__THE EXERCISE__: Swap every "integer pixel" in the records below for "whole-number pixel" and give all the lines again with nothing else changed, leaving the pictures out.
-- Start --
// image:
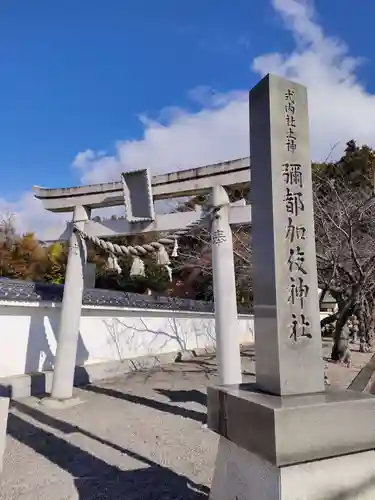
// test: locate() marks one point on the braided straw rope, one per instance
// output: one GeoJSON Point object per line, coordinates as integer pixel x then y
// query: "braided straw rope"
{"type": "Point", "coordinates": [154, 246]}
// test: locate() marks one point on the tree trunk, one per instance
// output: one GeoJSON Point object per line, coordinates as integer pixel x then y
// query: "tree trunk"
{"type": "Point", "coordinates": [341, 334]}
{"type": "Point", "coordinates": [329, 319]}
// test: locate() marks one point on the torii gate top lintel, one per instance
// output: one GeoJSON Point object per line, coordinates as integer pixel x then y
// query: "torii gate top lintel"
{"type": "Point", "coordinates": [175, 184]}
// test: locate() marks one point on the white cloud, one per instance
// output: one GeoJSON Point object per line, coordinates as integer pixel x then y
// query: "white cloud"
{"type": "Point", "coordinates": [340, 109]}
{"type": "Point", "coordinates": [30, 216]}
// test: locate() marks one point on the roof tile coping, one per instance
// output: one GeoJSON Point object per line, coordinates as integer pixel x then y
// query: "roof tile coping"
{"type": "Point", "coordinates": [32, 291]}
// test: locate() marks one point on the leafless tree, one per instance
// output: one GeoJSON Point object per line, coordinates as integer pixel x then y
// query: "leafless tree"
{"type": "Point", "coordinates": [345, 241]}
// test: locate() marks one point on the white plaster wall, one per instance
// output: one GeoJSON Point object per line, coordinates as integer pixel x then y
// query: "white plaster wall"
{"type": "Point", "coordinates": [28, 334]}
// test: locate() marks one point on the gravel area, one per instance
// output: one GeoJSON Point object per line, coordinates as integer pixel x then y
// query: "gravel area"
{"type": "Point", "coordinates": [137, 437]}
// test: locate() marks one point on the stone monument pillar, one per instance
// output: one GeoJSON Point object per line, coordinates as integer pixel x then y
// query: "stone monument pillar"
{"type": "Point", "coordinates": [286, 437]}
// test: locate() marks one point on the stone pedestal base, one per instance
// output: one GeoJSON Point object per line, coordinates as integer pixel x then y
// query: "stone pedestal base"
{"type": "Point", "coordinates": [4, 409]}
{"type": "Point", "coordinates": [310, 447]}
{"type": "Point", "coordinates": [241, 475]}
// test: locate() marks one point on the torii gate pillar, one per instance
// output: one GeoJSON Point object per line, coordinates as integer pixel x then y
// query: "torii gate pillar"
{"type": "Point", "coordinates": [70, 317]}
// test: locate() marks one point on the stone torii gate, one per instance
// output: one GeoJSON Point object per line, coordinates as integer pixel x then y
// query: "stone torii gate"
{"type": "Point", "coordinates": [138, 192]}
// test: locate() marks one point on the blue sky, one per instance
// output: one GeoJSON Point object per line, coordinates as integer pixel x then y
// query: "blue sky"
{"type": "Point", "coordinates": [89, 88]}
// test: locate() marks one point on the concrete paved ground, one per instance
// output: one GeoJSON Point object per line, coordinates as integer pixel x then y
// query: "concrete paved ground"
{"type": "Point", "coordinates": [136, 437]}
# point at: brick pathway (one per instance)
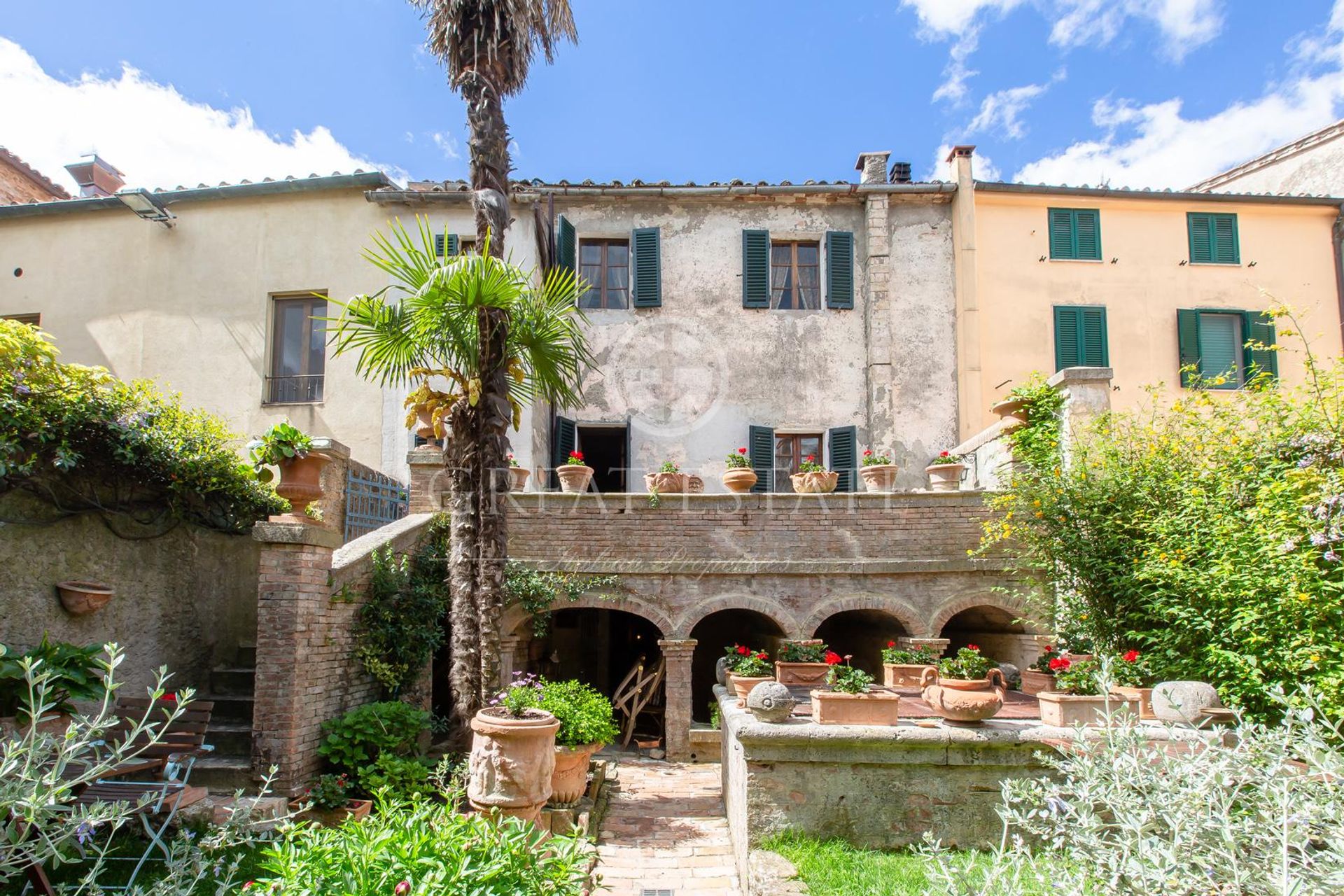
(664, 830)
-- End --
__SOLUTION FOR THIS TASK__:
// image:
// test: locate() marks one point on the braided straw rope, one per instance
// output: one GeoJSON Point object per line, coordinates as whole-number pixel x then y
// query: "braided straw rope"
{"type": "Point", "coordinates": [154, 246]}
// test: locate() marks one point on the tree trunk, one per instance
// output: one GeoJSON Point object per line, coordinates as whole-number pixel x then y
// query: "tree trunk"
{"type": "Point", "coordinates": [341, 334]}
{"type": "Point", "coordinates": [329, 319]}
// test: locate() marks one point on the torii gate top lintel, one per instance
// output: one GeoJSON Point object per line, coordinates as whole-number pixel x then y
// query: "torii gate top lintel"
{"type": "Point", "coordinates": [175, 184]}
// test: locate() marks one point on the white cloud, one per instance
// output: one GeoJSON Point object per line, coordinates as whole-number pixel x then y
// query: "white cloud"
{"type": "Point", "coordinates": [340, 109]}
{"type": "Point", "coordinates": [30, 216]}
// test: locate() marks one point on the roof tile coping, one per instance
// output: one GeoJSON Point object per line, coordinates as whole-number pixel x then y
// query: "roof tile coping"
{"type": "Point", "coordinates": [32, 291]}
// test: locate() marks one point on the leafless tree, one per instance
// output: one GeoJSON Point object per line, coordinates as whole-number pixel x then y
// query: "leafless tree"
{"type": "Point", "coordinates": [345, 241]}
// test: locate() marks one point on the white plaster wall, one per instance
// output: one GeoJSON Point object per line, coordinates as whole-number pixel x then y
// query: "white plaster wall"
{"type": "Point", "coordinates": [28, 334]}
// test: locate() marks one point on the gravel area, one per instance
// output: one GeoJSON Point object per line, coordinates as whole-number pixel x then y
// query: "gravel area"
{"type": "Point", "coordinates": [137, 437]}
// test: locate() marks one point on the stone monument pillar, one per instance
// output: one GeoJSON Point object per line, coordinates as whole-number pixel x then y
// query: "stone monument pillar"
{"type": "Point", "coordinates": [286, 437]}
// test: locate() marks one point on the stone pedestal base, one per instance
// output: one GeoJSON Point object per line, coordinates as whole-number pixel x then y
// query: "stone pedestal base"
{"type": "Point", "coordinates": [4, 409]}
{"type": "Point", "coordinates": [310, 447]}
{"type": "Point", "coordinates": [241, 475]}
// test: locate() marks one point on the torii gate pillar, one per instance
// output: one GeoJSON Point object per line, coordinates as whole-number pixel x then y
// query: "torii gate pillar"
{"type": "Point", "coordinates": [70, 317]}
// test: locate() marks one point on the stone torii gate, one per instance
// output: one GeoJSON Point object per line, coordinates as whole-number pixel x then y
// query: "stone torii gate"
{"type": "Point", "coordinates": [138, 192]}
// test: locate() marks one point on the blue sky, one per instance
// output: one GeoJSON Point object per line, coordinates as whole-number pixel x then y
// query: "blue sky"
{"type": "Point", "coordinates": [89, 88]}
// test: locate() marks one point on the concrete paved ground, one per instance
// output: one GeoJSON Point object per line, coordinates as whole-number pixel x then y
// query: "concrete paved ground"
{"type": "Point", "coordinates": [136, 437]}
# point at: brick pathway (one per instance)
(664, 830)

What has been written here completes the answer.